» **Records to use**:

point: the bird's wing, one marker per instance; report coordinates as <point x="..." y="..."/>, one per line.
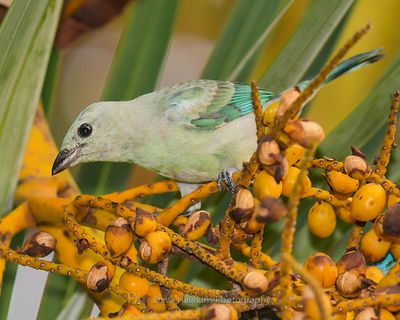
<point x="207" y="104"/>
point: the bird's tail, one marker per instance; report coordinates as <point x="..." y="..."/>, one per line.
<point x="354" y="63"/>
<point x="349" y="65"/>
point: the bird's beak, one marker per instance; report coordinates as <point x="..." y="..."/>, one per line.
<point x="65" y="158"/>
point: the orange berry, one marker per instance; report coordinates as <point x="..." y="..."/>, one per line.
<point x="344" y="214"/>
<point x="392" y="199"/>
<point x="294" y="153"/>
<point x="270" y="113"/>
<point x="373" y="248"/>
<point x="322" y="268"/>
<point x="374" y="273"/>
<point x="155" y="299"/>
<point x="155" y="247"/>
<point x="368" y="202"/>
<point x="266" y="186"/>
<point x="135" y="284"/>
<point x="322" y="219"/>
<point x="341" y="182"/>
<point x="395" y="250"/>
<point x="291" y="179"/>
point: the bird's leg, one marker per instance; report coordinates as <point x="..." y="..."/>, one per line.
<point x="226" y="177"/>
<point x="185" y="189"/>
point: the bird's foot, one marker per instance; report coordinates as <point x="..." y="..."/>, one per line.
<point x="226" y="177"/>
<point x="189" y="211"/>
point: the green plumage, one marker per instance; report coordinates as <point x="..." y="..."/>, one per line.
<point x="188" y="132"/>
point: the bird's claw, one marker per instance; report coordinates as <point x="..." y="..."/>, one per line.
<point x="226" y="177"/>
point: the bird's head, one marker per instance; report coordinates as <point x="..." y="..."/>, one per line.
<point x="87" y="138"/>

» **Activity**:
Extract the text of all the records above verbatim, excluding pictures.

» **Solved problem**:
point: the bird's wing, one marker per instance; report coordinates as <point x="..." y="..."/>, one per line.
<point x="207" y="104"/>
point: the bird's tail, one marker per instance; report coordinates as <point x="..." y="..."/>, one per line.
<point x="354" y="63"/>
<point x="349" y="65"/>
point: the bird's beak, one marker per instance; report coordinates as <point x="..." y="..."/>, one per line.
<point x="65" y="158"/>
point: the orange berry, one marker per instance; report coordinates as <point x="..." y="..."/>, one per line.
<point x="344" y="214"/>
<point x="392" y="199"/>
<point x="294" y="153"/>
<point x="270" y="113"/>
<point x="373" y="248"/>
<point x="322" y="268"/>
<point x="374" y="273"/>
<point x="155" y="299"/>
<point x="155" y="247"/>
<point x="368" y="202"/>
<point x="266" y="186"/>
<point x="135" y="284"/>
<point x="322" y="219"/>
<point x="341" y="182"/>
<point x="395" y="250"/>
<point x="291" y="179"/>
point: the bird's leg, one marker per instance; report coordinates as <point x="..." y="..."/>, one per line.
<point x="226" y="177"/>
<point x="185" y="189"/>
point: the bird's foot, one marker per instance; report coordinates as <point x="..." y="..."/>, one per line.
<point x="226" y="177"/>
<point x="189" y="211"/>
point: the green plumage, one marker per instance; report coordinates as <point x="..." y="..."/>, one per line.
<point x="188" y="132"/>
point: the bird's claw, one marker per instance; report coordinates as <point x="..." y="..."/>, one per line.
<point x="226" y="177"/>
point: the bird's head, one marker per instance; report coordinates as <point x="..." y="..."/>, one per line.
<point x="87" y="138"/>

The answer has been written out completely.